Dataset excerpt
============================================================

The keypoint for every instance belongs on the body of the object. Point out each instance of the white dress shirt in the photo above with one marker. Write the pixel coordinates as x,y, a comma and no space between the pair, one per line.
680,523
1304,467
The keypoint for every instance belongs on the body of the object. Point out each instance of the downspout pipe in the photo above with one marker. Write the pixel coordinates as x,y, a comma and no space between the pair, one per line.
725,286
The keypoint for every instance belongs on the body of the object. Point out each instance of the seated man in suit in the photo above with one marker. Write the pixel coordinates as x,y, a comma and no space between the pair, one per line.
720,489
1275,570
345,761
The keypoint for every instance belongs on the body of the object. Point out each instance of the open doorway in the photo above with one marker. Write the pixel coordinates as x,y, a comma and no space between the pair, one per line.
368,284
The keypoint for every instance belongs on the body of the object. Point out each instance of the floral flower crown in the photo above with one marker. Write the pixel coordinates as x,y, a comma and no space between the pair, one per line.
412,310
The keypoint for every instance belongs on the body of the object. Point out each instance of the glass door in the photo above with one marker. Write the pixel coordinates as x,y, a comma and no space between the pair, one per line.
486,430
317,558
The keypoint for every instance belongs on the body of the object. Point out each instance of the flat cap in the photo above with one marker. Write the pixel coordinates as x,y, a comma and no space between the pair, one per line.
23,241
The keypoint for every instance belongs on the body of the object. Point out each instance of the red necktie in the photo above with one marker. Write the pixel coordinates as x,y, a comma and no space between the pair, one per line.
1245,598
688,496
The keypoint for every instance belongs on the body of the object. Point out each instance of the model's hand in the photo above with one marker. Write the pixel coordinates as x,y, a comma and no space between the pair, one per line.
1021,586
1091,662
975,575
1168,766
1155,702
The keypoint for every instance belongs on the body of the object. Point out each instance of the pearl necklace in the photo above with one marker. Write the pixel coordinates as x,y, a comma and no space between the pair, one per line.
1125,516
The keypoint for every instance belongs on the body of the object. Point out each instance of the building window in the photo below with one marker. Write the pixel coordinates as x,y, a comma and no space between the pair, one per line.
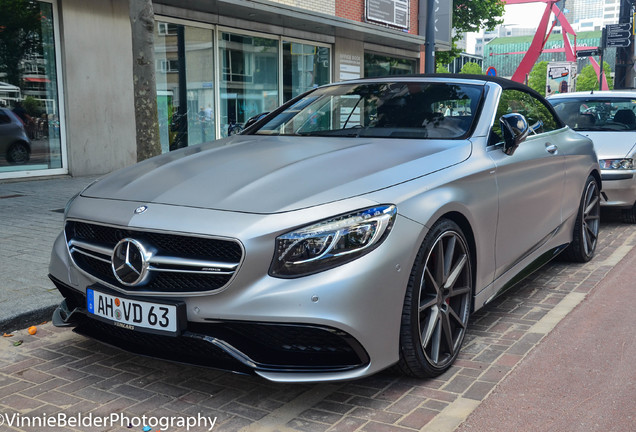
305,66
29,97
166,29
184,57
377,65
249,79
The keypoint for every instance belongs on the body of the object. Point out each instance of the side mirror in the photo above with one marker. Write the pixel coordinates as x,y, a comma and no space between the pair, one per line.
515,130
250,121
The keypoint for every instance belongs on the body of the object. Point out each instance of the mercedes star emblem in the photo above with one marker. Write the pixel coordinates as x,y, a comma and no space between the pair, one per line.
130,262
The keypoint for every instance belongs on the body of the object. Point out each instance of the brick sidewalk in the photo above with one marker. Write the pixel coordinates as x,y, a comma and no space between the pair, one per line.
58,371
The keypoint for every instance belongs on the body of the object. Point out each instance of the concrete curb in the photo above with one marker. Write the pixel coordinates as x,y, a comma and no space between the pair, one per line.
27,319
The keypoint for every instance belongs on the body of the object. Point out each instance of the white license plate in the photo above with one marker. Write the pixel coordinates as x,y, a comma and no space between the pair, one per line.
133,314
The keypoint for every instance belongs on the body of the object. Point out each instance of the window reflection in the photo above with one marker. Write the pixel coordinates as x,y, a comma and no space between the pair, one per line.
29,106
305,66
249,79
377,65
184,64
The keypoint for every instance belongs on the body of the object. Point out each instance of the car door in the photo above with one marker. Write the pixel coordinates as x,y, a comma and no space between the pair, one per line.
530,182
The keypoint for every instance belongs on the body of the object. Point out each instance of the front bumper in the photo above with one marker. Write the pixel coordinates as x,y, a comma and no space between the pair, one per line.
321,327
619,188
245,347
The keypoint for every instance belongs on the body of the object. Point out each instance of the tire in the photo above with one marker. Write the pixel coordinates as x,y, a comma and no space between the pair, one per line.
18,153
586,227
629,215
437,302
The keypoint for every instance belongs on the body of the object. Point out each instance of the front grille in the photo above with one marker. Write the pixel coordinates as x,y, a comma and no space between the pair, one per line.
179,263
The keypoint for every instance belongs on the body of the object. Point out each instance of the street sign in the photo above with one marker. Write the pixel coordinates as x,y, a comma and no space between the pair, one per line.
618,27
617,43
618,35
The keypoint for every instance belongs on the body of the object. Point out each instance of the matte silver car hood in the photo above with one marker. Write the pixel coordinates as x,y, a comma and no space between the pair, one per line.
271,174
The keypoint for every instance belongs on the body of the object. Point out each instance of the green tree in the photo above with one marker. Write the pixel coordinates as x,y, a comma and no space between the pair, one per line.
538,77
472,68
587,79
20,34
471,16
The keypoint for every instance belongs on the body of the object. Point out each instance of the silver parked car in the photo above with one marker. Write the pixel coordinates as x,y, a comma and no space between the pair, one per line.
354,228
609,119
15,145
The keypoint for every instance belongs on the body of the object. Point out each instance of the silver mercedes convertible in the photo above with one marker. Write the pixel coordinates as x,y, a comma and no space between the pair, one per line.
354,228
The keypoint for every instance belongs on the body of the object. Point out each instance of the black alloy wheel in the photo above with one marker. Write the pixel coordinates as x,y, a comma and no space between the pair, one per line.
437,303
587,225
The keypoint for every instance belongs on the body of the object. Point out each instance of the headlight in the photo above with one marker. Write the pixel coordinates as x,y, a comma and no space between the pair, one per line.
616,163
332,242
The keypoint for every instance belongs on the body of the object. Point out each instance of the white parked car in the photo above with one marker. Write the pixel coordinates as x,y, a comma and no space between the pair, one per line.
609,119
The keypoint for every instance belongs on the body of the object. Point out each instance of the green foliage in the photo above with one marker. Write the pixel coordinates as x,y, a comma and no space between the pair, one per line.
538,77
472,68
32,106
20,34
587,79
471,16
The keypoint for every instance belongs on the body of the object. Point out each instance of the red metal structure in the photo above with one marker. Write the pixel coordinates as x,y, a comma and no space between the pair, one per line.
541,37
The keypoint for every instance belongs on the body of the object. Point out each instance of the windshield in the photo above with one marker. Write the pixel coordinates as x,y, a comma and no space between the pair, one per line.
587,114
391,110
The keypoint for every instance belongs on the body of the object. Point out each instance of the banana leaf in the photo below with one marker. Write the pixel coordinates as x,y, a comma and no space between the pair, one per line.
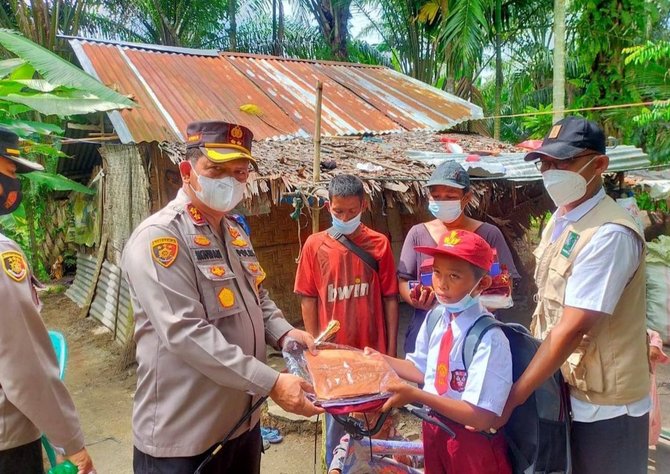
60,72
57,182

============================================================

TASK TO COMPLETE:
Using the records above, extract exactly and only the lines from the one with "the red metal" through the final line, inclusive, leaving out pictures.

ANSWER IN FULL:
The keypoint for every instance belongs on the body of the object. Point out each instance of the red metal structure in the photo above with one marker. Write the pixel coordinates as x,y, a comma and no space between the pair, one per line.
541,37
The keypoint for every instance belongs on the body of the object. Point out each instance of the windshield in the photo above with one marker. Write the pixel coordinates as x,y, a comma and no space between the pair, one per line.
587,114
391,110
The keypoint for every instance belongs on the body of the object. Point out each instance of the banana leaf in the photo below with one marker. Write the pixel coordinates as x,y, a comma and no space between the pair, one per line.
60,72
57,182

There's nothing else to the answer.